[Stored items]
-.-.-

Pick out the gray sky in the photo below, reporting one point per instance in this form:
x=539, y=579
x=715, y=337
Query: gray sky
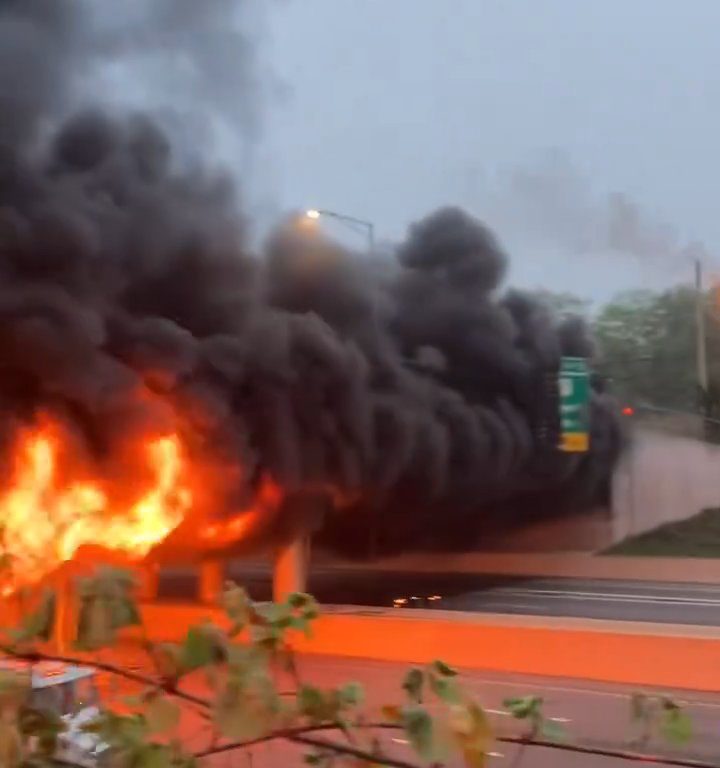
x=392, y=107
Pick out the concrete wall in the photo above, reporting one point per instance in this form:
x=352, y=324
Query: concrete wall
x=663, y=478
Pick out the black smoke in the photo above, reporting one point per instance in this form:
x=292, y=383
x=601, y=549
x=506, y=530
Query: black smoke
x=409, y=395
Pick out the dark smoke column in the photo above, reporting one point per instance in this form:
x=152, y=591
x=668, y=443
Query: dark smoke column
x=403, y=393
x=463, y=430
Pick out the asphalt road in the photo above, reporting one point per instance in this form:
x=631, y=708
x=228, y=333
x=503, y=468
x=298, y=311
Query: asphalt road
x=602, y=599
x=591, y=714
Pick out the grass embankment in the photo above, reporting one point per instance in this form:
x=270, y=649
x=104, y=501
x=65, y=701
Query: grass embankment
x=697, y=536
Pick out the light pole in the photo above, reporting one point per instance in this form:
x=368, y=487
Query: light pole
x=367, y=226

-.-.-

**YOUR INSTRUCTIONS:** Return, unchanged, the lines from the one containing "Pick out the light" through the last line of the stored items.

**TASK ANSWER:**
Pick out the light pole in the photo above, reporting one point per instance in this form:
x=368, y=487
Query: light pole
x=367, y=226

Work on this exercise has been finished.